__WHAT THIS TASK INVOLVES__:
Locate every line in the records below that contains the word "radial" and copy each of those lines.

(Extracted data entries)
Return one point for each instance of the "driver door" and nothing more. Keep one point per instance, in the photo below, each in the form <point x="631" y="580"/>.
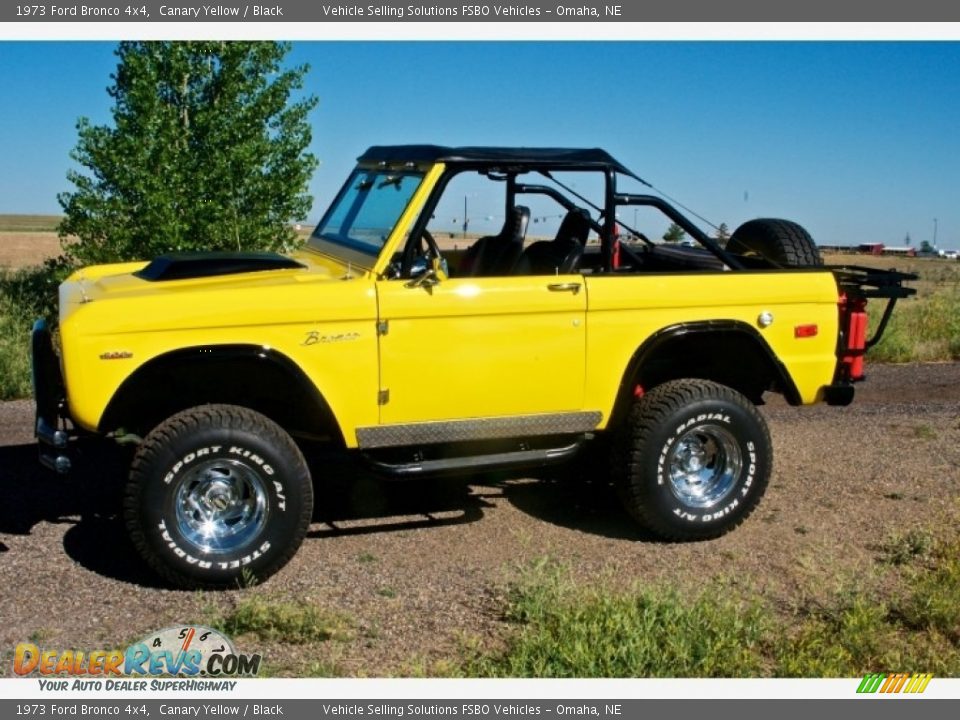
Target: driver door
<point x="461" y="348"/>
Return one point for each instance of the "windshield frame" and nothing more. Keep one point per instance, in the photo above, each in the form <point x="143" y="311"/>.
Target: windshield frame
<point x="378" y="178"/>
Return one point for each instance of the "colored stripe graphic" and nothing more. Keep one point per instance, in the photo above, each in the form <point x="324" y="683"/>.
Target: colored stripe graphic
<point x="894" y="683"/>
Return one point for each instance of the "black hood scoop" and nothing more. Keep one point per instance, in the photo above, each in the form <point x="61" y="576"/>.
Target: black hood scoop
<point x="183" y="266"/>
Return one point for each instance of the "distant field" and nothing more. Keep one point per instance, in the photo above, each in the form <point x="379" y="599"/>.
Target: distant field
<point x="29" y="223"/>
<point x="21" y="249"/>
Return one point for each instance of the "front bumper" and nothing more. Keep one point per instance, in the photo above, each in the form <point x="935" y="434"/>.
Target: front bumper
<point x="49" y="393"/>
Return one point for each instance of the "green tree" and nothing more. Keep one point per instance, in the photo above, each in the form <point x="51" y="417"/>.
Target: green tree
<point x="206" y="152"/>
<point x="674" y="233"/>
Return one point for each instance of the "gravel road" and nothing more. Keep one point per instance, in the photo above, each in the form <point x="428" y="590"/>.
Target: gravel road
<point x="413" y="568"/>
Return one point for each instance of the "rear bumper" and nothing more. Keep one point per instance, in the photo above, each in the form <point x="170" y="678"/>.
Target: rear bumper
<point x="49" y="393"/>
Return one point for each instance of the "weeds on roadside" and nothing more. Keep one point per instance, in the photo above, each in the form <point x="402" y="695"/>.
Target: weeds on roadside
<point x="275" y="621"/>
<point x="562" y="629"/>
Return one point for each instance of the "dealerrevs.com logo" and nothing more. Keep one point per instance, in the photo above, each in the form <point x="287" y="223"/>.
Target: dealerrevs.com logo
<point x="893" y="683"/>
<point x="185" y="651"/>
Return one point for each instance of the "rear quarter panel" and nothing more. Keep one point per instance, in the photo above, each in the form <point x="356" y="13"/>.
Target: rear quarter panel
<point x="625" y="310"/>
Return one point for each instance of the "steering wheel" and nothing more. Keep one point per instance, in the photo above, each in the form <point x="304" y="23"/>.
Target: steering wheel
<point x="423" y="247"/>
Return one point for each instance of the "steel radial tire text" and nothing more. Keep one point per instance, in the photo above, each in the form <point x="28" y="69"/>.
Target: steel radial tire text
<point x="782" y="241"/>
<point x="693" y="459"/>
<point x="218" y="496"/>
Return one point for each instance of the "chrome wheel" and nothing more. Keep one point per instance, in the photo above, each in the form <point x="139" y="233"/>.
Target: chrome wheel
<point x="221" y="506"/>
<point x="704" y="466"/>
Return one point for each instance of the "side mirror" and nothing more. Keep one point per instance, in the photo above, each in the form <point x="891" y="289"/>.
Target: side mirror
<point x="425" y="280"/>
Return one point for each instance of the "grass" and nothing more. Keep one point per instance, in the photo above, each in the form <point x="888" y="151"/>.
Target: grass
<point x="25" y="295"/>
<point x="908" y="622"/>
<point x="274" y="621"/>
<point x="29" y="223"/>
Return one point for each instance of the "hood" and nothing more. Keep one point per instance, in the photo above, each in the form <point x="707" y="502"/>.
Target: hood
<point x="183" y="266"/>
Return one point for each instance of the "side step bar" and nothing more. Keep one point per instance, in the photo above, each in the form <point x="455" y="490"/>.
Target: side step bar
<point x="475" y="463"/>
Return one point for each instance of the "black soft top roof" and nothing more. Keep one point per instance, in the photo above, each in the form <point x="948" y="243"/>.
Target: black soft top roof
<point x="569" y="158"/>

__EXPECTED OUTPUT__:
Return one point for each instance of the "steel radial tire text" and nothing more. Keep one point per instance, in the photo above, each in the form <point x="28" y="69"/>.
Target: steel radial tire text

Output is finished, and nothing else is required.